• TEXT PROVIDED
▼▼▼

Nathaniel W. Pope (January 5, 1784 – January 23, 1850) was an American government leader in the early history of the State of Illinois. He served as the Secretary of the Illinois Territory, then as a Delegate to the United States House of Representatives from the Illinois Territory, and for over thirty years as the United States district judge for the United States District Court for the District of Illinois.

Early life and education

Born on January 5, 1784, in Louisville in what was then District of Kentucky, Virginia (but became Kentucky in his lifetime), to the former Penelope Sanford Edwards (1757-) and her husband Col. William H. Pope (1740-1825). Although the youngest boy in his family, Pope could trace his ancestors in Virginia back to around 1650 when Nathaniel Pope moved from strife-torn Maryland into what became called the Northern Neck of Virginia, as did Humphrey Pope and James Pope, probably his brothers. Both this man's parents had been born in Westmoreland County, Virginia, as had his grandfather Worden Pope (1705-1748) and great-grandfather Nathaniel Pope III (1660-1719, sometime called "Bridges" after another of his thrice-widowed mother's husbands), although his grandmother Hester Netherton Pope was born in what was then Stafford County, Virginia. Although the Pope family was well-established in Virginia, its members would only begin holding statewide office after the Revolutionary War, in which they supported the Patriot cause under the leadership of their neighbor, George Washington (whose distant ancestor John Washington had married the daughter of one of the earliest men named Nathaniel Pope. His eldest brother John Pope (1770-1845) was born in Prince William County, Virginia and would also become a lawyer and hold high political office, including in both houses of the Kentucky legislature as well as the U.S. Congress before becoming governor of the Arkansas Territory. Other brothers included William H. Pope Jr (1775-1844) who was born as the family continued moving westward into Fauquier County, Virginia, and Alexander Pope (1781-1826) and Nathaniel Pope (1784-1850), both of whom were born as the family moved to Louisville in what became the state of Kentucky when he was a boy. His birth family included several sisters who survived to adulthood and married including Penelope Edwards Oldham (1769-1821), Jane Pope Field (1772-1852; also born in Fauquier County) and Hester Pope Edwards (1788-1868; born in Louisville). After a private education appropriate to his class, Nathaniel Pope attended Transylvania University, then read law in 1804.

▲▲▲

• MATERIAL SUPPLIED
▼▼▼

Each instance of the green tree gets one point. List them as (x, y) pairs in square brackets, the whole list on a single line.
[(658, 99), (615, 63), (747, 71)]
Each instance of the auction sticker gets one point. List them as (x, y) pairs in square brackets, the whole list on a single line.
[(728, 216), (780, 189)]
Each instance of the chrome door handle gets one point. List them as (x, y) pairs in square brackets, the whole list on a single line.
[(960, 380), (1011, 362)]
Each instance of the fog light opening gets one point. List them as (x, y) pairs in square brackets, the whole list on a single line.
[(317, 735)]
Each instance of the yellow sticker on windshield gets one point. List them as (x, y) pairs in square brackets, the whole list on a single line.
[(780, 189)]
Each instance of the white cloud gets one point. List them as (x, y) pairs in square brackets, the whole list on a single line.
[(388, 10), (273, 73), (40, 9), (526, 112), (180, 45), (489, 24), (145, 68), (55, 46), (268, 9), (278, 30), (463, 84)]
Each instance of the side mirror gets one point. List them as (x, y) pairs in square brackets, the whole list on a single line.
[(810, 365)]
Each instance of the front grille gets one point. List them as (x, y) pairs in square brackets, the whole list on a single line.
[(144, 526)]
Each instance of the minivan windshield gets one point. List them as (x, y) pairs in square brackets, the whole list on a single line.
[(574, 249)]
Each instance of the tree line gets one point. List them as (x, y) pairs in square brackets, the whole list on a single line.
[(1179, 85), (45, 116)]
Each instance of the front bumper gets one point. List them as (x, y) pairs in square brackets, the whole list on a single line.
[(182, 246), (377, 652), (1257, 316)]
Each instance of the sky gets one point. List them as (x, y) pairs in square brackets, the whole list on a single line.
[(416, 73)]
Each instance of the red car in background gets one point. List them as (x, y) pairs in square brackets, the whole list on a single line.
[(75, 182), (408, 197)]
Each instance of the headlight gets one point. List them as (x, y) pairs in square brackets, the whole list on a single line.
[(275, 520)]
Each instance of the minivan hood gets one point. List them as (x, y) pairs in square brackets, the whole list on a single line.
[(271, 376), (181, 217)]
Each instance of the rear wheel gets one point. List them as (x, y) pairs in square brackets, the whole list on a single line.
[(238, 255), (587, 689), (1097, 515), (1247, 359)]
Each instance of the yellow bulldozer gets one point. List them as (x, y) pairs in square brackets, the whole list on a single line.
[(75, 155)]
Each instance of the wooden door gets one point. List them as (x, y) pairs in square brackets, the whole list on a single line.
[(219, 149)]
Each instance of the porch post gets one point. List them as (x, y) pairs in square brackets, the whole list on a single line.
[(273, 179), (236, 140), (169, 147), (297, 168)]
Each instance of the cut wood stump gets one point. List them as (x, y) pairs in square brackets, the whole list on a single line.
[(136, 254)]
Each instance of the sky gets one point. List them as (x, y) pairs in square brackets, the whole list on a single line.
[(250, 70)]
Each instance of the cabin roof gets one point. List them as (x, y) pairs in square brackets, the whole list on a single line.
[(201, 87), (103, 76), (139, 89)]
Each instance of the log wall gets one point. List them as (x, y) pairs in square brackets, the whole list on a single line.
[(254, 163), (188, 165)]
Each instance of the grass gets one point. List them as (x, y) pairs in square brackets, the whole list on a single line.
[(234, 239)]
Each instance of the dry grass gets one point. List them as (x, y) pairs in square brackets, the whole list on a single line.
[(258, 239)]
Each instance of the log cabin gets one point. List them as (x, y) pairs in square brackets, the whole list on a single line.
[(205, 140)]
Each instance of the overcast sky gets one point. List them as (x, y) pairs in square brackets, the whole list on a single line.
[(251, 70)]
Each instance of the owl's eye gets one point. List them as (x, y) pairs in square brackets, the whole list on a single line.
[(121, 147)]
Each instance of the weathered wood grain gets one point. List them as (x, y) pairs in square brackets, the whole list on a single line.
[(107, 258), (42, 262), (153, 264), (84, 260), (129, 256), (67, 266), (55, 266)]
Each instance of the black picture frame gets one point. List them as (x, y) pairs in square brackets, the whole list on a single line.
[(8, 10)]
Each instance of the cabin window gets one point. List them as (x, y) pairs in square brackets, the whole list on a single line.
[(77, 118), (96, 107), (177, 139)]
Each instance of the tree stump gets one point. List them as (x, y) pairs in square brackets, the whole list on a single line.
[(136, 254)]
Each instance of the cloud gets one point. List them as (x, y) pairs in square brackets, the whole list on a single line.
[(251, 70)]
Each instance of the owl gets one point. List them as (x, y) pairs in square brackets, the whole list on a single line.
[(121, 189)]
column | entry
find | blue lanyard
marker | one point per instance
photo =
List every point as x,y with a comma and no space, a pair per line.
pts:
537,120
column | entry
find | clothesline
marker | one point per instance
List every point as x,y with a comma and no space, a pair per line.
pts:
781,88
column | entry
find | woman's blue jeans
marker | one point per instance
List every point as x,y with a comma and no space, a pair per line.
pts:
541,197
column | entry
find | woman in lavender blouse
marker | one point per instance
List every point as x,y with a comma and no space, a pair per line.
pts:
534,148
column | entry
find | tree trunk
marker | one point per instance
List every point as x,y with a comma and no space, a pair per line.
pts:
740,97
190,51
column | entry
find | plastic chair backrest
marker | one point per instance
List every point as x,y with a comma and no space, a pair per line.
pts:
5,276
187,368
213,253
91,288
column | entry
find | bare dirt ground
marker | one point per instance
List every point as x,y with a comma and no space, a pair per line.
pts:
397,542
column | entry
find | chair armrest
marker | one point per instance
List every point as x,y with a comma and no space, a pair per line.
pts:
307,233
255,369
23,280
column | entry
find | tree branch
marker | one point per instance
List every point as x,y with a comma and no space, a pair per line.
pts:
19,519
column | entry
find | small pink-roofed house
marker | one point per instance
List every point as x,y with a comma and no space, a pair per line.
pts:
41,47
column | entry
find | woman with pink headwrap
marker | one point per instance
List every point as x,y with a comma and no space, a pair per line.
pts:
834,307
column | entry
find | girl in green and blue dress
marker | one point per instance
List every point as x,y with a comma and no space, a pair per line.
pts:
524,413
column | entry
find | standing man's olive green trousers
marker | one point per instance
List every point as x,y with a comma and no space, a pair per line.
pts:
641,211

▲▲▲

• JOBS
A) From the entries, copy out the lines starting with the one containing "Each instance of the black" and ending with the one containing "[(77, 118), (96, 107), (177, 139)]", including both of those lines.
B) Continue the biographical text on Nathaniel W. Pope from the point at which it stops.

• ANSWERS BY TASK
A)
Each instance of the black picture frame gets one point. List them as (x, y) pairs in square brackets, the whole list on a single line.
[(8, 10)]
Each instance of the cabin window gets one point. List them as (x, y) pairs in square brackets, the whole list on a single line.
[(77, 118), (96, 107), (177, 139)]

B)
Early career

Admitted to the bar, Nathaniel Pope entered private practice in Ste. Genevieve, Louisiana Territory (now Missouri) and across the Mississippi River in Kaskaskia, Indiana Territory (that became Illinois Territory from March 1, 1809) from 1804 to 1809. When the Illinois Territory was created President James Madison appointed Kentucky politician John Boyle as the Territorial Governor and Pope as the Territorial Secretary. Although Boyle resigned after three weeks (in order to become Kentucky's Chief Justice) and was succeeded by Ninian Edwards (a lawyer and Maryland politician who was related to Pope's mother and had moved to Kentucky and now the Illinois Territory), Nathaniel Pope served from 1809 to 1816. He was acting Governor of the Illinois Territory in 1809. He was an Illinois Territorial Militia officer in 1812. Pope was a Democratic-Republican

Congressional service

Pope was elected on September 5, 1816, as a Delegate to the United States House of Representatives for a term of two years, serving in the 15th United States Congress from March 4, 1817 to November 30, 1818. He was a register for the United States Land Office in Edwardsville, Illinois Territory (State of Illinois from December 3, 1818) from November 30, 1818 to March 3, 1819.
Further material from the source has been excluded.